[Recorded data]
=== Begin Enclosure ===

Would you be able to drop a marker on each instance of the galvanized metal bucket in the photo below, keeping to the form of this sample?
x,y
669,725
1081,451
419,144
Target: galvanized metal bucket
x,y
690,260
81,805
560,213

=== End Enclosure ===
=== Begin Enclosure ===

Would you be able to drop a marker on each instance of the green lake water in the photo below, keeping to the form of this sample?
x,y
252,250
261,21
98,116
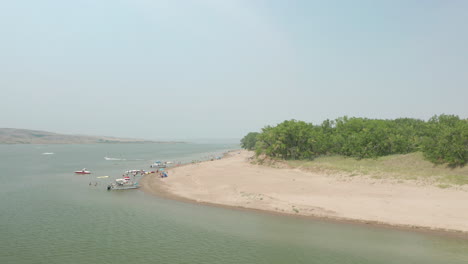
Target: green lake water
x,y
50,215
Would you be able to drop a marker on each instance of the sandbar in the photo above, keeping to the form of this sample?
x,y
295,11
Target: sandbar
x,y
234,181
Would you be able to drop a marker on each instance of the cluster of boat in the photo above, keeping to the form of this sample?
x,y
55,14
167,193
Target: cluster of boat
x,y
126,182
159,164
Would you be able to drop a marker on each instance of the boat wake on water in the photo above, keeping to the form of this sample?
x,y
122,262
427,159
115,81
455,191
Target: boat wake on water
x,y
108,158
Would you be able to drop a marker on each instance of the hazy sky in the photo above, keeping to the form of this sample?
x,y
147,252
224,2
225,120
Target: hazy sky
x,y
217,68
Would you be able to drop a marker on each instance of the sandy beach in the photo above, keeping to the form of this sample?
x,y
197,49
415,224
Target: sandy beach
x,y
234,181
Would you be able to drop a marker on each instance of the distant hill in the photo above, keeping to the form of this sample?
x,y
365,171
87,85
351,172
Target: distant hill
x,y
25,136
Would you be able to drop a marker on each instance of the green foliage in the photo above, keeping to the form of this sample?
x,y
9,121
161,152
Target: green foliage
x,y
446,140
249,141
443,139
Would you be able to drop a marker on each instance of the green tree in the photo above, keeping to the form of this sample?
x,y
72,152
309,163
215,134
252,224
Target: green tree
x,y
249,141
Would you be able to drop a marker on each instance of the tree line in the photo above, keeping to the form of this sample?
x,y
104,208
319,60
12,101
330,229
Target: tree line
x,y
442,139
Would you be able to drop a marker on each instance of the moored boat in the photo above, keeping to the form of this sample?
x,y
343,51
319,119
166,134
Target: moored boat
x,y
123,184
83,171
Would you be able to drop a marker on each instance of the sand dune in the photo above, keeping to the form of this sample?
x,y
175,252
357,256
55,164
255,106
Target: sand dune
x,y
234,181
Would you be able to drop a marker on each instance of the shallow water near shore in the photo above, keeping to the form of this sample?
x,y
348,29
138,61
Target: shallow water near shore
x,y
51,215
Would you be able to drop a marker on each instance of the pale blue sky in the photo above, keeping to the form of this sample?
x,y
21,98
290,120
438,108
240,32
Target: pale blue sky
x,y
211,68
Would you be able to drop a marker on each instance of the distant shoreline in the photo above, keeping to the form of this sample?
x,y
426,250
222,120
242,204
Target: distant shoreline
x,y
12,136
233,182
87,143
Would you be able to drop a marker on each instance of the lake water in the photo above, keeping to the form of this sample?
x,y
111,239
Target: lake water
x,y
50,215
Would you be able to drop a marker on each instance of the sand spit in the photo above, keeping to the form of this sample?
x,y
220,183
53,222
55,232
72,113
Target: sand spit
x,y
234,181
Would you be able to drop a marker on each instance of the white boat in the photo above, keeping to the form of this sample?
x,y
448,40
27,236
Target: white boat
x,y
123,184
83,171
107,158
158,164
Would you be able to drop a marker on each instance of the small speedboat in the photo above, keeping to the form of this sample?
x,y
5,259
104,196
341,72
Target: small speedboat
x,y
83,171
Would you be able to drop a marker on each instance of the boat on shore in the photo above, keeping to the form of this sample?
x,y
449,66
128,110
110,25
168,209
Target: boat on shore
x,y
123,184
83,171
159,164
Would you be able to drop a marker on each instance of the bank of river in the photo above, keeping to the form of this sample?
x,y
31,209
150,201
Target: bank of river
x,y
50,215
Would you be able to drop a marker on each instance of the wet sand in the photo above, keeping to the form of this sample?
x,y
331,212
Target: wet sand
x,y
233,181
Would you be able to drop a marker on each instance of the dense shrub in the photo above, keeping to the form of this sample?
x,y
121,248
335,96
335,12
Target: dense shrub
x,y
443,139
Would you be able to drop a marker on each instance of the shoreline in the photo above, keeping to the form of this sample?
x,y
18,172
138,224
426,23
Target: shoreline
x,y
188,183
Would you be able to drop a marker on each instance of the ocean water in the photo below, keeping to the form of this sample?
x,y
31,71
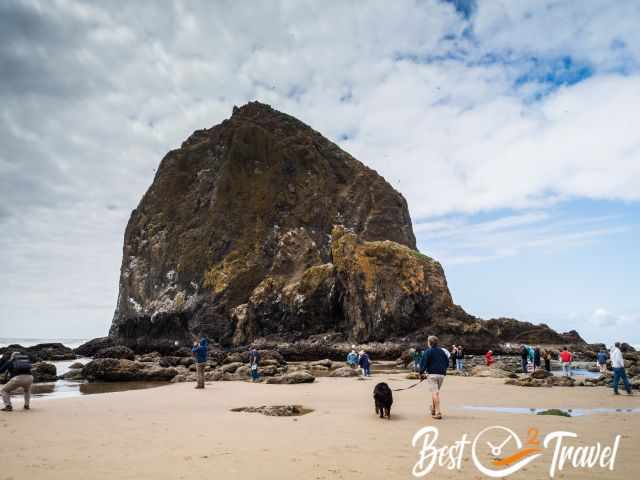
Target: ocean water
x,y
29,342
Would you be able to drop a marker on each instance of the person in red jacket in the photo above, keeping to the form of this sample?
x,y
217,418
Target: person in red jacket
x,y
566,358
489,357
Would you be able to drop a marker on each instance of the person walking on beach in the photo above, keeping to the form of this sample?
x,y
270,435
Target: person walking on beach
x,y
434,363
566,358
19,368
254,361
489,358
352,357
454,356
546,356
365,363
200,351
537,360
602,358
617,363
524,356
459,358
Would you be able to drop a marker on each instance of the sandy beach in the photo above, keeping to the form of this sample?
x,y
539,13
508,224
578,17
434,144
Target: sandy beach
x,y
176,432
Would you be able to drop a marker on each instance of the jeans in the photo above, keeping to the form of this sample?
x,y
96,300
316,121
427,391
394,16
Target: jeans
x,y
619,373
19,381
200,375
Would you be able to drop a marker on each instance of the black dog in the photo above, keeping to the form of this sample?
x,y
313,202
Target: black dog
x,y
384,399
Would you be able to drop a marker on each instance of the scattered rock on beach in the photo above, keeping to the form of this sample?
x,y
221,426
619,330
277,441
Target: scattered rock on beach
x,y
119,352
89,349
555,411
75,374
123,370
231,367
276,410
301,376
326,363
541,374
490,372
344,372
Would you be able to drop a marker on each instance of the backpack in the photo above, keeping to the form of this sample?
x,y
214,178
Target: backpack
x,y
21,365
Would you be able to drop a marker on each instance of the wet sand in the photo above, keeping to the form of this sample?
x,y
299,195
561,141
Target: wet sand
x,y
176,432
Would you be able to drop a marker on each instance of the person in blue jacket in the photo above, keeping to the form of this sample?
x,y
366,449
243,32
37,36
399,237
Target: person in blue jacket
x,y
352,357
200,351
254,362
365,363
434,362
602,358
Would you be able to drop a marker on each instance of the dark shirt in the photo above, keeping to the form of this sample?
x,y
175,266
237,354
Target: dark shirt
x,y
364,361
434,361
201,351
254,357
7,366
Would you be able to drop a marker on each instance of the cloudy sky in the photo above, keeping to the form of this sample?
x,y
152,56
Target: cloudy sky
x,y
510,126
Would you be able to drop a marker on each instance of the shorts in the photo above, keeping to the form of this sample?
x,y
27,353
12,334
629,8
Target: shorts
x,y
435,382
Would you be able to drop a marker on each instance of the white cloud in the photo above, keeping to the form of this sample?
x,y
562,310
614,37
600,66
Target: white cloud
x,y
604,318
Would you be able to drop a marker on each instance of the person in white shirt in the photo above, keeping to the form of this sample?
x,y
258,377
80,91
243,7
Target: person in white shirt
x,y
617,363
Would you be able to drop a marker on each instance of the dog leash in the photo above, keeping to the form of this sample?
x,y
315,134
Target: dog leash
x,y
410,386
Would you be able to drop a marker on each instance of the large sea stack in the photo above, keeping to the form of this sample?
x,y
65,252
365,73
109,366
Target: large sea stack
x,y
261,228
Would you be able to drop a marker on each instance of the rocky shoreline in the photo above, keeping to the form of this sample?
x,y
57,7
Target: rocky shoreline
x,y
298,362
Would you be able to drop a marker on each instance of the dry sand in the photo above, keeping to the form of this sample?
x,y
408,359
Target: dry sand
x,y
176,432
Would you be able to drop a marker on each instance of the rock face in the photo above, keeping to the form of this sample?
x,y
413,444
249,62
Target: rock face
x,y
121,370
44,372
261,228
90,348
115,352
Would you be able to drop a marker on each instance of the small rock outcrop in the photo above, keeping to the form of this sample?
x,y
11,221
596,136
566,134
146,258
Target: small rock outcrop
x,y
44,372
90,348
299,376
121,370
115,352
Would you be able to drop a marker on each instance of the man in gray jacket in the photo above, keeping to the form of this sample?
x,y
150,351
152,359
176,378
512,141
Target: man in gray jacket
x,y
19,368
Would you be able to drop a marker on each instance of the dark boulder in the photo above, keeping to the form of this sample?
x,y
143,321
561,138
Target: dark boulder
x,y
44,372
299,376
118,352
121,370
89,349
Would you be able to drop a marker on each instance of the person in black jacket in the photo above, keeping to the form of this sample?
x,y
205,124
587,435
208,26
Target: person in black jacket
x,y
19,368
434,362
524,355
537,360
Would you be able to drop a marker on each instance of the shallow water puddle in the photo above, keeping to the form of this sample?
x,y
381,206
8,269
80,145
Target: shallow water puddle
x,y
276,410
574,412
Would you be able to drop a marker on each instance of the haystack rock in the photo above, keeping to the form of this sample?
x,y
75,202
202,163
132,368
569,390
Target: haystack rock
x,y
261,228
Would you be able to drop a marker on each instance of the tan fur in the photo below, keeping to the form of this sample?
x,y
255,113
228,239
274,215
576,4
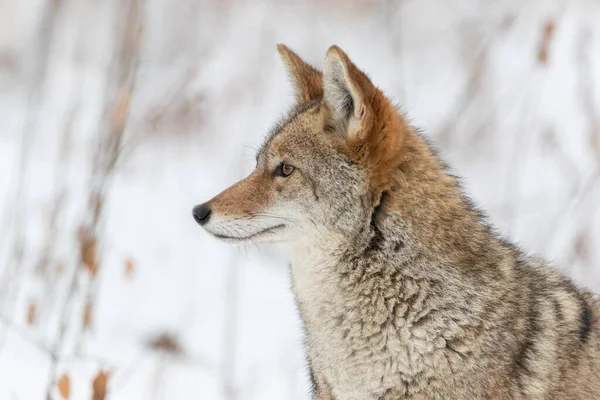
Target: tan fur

=== End Enclosure ===
=== Begin Enclosure ===

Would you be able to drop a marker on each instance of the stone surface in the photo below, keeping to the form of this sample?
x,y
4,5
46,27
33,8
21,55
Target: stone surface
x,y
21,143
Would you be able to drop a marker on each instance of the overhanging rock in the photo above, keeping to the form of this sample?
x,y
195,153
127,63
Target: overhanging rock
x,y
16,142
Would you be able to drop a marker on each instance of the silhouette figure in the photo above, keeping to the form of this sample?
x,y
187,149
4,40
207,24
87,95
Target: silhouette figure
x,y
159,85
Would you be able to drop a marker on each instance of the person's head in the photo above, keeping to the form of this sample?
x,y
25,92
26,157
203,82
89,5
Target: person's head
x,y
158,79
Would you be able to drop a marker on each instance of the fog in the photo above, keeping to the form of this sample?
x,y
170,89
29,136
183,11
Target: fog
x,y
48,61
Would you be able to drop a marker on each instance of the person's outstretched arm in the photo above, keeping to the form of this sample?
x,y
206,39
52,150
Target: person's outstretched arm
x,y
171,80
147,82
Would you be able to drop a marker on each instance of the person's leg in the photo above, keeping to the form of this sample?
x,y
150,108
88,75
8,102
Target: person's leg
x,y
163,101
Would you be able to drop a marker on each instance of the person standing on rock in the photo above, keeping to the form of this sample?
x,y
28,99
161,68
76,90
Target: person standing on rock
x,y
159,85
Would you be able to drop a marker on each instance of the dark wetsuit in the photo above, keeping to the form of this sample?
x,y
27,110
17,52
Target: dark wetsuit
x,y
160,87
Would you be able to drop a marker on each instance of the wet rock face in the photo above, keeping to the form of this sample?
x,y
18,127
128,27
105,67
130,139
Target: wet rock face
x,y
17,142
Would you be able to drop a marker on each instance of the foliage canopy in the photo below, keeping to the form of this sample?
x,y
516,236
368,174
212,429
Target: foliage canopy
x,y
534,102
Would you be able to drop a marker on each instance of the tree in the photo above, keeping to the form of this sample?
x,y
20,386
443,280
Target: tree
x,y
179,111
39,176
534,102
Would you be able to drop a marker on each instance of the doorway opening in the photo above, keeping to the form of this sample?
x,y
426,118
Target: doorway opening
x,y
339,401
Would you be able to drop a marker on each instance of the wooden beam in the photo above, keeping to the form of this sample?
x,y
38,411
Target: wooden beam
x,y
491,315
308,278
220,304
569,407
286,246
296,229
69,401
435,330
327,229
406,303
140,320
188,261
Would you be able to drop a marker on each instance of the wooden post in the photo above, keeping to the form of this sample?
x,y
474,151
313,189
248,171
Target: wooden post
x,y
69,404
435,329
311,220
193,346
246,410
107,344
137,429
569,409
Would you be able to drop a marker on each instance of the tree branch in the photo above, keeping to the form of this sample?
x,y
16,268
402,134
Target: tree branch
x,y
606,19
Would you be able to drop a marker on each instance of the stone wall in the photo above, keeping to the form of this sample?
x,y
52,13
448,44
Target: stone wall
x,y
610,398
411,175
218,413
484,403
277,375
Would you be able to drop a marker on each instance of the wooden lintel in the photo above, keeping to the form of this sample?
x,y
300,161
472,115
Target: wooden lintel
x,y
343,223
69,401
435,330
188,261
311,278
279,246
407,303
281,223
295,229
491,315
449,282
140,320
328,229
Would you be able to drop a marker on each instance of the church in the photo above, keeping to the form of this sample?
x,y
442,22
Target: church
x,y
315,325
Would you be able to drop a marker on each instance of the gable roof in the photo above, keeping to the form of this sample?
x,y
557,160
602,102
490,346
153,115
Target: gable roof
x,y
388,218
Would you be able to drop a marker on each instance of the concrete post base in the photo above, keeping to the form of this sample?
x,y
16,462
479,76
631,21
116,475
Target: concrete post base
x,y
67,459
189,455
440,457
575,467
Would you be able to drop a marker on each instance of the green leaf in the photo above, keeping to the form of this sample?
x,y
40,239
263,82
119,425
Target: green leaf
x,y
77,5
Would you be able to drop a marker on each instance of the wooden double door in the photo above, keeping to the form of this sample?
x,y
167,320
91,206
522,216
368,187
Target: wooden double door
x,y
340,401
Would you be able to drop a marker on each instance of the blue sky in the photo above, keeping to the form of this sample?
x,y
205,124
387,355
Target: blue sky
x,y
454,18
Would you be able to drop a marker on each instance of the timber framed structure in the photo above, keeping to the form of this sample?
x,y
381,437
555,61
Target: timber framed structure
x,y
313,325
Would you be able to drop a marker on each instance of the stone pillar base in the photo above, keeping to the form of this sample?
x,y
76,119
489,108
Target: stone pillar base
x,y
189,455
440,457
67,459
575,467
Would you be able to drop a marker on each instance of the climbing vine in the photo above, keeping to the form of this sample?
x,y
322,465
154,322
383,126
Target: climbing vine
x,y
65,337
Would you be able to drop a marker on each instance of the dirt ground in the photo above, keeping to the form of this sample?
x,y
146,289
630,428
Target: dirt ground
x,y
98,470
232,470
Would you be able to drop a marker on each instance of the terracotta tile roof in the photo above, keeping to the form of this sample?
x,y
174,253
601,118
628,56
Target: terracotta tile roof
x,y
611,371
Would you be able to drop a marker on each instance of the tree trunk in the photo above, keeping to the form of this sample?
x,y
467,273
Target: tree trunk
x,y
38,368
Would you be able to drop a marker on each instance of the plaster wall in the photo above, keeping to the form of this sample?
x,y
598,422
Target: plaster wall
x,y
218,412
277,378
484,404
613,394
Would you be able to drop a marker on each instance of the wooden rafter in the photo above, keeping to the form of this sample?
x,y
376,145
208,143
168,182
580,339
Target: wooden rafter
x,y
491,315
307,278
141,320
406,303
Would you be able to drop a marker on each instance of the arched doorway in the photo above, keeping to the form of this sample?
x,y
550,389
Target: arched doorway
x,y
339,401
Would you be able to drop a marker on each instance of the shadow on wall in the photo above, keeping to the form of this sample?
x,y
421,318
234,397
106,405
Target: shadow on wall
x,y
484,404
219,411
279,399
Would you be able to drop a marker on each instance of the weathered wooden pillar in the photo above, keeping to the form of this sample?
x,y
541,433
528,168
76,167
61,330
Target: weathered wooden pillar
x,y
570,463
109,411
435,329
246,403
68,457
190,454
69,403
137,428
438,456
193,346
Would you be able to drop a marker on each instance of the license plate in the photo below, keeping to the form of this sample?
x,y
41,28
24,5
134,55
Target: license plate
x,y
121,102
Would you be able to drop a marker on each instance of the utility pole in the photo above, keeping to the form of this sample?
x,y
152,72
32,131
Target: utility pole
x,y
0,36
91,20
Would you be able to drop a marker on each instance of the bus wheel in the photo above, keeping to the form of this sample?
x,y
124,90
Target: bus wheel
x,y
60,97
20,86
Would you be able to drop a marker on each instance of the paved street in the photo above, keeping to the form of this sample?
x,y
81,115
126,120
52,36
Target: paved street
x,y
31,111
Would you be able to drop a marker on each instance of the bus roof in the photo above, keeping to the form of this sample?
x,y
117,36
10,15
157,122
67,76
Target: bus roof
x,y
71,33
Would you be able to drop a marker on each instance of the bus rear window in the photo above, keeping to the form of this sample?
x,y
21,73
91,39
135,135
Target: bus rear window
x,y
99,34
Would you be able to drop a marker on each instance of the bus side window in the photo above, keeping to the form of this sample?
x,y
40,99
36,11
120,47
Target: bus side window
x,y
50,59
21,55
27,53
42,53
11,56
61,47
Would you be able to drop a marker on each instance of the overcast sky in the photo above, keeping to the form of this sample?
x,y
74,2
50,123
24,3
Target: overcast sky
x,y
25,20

=== End Enclosure ===

Select and copy each line from the data that includes the word "below".

Exercise output >>
Would you be able to drop a marker on each instance of the galvanized metal bucket in the photo below, keeping to the form of this sample?
Would you be able to drop a marker on each instance of the green lake water in the photo below, keeping to the form of this sample?
Would you be able to drop a marker on each instance of the ocean water in the photo below, keeping to the form of this sample?
Would you be able to drop a marker on each instance of the tan fur in the photo below, keeping to the form of this sample?
Would you be able to drop a marker on each instance of the stone surface in the photo below, keeping to the form of this sample?
Would you be able to drop a marker on each instance of the foliage canopy in the photo below, keeping to the form of this sample?
Would you be able to drop a marker on each instance of the license plate in the photo below, keeping to the form of this sample?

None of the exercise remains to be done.